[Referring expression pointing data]
┌──

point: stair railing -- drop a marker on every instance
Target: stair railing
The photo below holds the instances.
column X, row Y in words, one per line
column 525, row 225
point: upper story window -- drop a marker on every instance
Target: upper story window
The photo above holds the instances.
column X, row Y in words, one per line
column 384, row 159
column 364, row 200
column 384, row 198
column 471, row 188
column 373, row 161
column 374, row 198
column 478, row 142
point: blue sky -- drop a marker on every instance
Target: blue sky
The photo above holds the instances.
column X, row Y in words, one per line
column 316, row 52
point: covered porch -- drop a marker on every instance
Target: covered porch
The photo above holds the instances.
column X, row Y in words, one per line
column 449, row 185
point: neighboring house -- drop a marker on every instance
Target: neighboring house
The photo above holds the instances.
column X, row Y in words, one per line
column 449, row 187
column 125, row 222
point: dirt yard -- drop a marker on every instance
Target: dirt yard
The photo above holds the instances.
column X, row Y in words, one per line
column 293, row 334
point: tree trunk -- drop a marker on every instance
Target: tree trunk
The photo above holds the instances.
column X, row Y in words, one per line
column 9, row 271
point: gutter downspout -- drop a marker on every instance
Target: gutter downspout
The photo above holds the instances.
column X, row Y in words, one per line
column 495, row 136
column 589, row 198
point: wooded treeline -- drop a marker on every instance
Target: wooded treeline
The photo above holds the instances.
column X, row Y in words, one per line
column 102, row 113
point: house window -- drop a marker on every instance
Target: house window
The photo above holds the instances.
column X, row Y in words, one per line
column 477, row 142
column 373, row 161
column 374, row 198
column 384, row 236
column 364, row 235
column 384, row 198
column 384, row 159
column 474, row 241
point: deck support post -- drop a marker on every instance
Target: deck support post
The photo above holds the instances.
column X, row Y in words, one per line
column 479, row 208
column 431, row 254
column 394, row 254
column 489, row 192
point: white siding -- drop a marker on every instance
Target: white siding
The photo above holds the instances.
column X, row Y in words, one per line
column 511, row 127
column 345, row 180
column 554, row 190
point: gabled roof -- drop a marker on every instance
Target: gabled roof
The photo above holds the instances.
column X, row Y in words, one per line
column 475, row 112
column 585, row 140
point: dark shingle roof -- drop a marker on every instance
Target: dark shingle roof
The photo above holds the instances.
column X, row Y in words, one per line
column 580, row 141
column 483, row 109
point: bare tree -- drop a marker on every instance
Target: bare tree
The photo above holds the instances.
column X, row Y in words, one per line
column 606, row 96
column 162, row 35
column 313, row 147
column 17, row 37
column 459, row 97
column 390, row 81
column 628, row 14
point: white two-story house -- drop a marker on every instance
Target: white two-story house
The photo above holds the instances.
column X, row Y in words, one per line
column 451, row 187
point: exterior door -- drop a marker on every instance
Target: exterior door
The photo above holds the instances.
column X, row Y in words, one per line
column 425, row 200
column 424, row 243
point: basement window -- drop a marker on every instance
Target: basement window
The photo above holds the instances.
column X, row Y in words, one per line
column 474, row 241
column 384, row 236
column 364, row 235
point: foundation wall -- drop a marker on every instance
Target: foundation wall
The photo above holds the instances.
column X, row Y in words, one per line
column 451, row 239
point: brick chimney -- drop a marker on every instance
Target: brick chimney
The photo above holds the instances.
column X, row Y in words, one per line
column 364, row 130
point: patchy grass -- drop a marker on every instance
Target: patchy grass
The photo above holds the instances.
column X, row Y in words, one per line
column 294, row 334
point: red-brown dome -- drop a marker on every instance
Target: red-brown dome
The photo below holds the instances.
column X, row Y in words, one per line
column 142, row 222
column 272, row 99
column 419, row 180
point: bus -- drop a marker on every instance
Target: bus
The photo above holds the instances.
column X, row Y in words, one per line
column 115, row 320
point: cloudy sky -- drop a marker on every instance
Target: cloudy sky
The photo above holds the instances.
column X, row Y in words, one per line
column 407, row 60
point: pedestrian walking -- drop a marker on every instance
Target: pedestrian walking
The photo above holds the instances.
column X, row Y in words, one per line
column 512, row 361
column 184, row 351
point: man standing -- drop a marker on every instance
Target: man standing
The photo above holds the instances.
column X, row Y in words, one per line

└──
┌──

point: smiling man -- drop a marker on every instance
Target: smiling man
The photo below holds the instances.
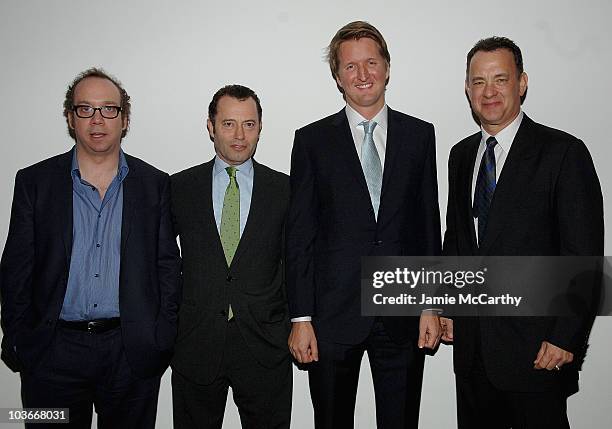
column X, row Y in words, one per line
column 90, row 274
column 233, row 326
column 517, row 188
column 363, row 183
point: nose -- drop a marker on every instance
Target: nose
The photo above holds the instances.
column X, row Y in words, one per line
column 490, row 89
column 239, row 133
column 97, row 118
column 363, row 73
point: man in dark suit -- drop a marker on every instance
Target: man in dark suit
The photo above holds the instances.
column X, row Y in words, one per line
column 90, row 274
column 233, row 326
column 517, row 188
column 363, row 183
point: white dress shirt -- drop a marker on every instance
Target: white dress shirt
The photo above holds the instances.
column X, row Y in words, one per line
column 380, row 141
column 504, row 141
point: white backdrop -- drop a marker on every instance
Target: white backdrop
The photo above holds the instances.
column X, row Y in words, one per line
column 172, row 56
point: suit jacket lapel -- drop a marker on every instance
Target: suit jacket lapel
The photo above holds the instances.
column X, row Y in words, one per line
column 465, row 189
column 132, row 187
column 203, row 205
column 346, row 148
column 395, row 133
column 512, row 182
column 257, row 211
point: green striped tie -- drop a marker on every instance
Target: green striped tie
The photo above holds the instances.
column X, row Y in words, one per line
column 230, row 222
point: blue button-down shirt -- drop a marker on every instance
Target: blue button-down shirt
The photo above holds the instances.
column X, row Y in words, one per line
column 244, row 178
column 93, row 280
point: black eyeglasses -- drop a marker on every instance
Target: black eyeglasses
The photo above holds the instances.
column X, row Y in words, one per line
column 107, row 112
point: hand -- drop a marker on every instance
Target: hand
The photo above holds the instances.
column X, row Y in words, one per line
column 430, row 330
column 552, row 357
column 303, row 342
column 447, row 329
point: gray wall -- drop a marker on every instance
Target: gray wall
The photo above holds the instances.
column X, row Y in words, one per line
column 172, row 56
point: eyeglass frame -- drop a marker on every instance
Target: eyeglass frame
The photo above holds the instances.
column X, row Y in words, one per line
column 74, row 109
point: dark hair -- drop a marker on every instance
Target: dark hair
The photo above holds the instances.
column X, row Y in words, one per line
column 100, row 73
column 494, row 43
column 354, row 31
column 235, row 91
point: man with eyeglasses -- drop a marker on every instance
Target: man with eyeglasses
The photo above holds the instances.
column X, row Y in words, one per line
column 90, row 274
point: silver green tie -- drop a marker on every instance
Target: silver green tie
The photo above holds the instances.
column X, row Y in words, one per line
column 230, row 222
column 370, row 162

└──

Description of the task - Once you find the line with "point: stair railing" in the entries above, output it and each line after it up to and including the line with "Target: wooded treeline", and nothing else.

Result of this exercise -
point: stair railing -- drop a marker on every instance
Target: stair railing
The photo below holds the instances.
column X, row Y in words, one per line
column 525, row 225
point: upper story window -- drop a marker on every instance
Target: upper story window
The photo above holds the instances.
column X, row Y in words, one per line
column 384, row 159
column 364, row 200
column 384, row 198
column 471, row 188
column 373, row 161
column 374, row 198
column 478, row 142
point: blue sky -- drop a marker on every instance
Target: blue sky
The photo above holds the instances.
column X, row Y in words, one per line
column 316, row 52
point: covered porch -- drop a marker on every instance
Target: covered porch
The photo above holds the instances.
column X, row Y in words, one per line
column 449, row 185
point: neighboring house -- drop a marker on every instance
Target: neighboring house
The photo above holds the instances.
column X, row Y in words, one per line
column 449, row 187
column 125, row 222
point: dirt yard -- drop a marker on every instance
Target: dirt yard
The photo above holds the instances.
column X, row Y in words, one per line
column 293, row 334
point: tree trunk -- drop a marker on every instance
Target: tree trunk
The photo above holds the instances.
column X, row Y in words, one per line
column 9, row 271
point: gutter downspout -- drop a marker on every instance
Target: gutter downspout
The photo above holds the instances.
column X, row Y in words, one per line
column 495, row 136
column 589, row 198
point: wooded treeline -- drop a marker on every instance
Target: wooded treeline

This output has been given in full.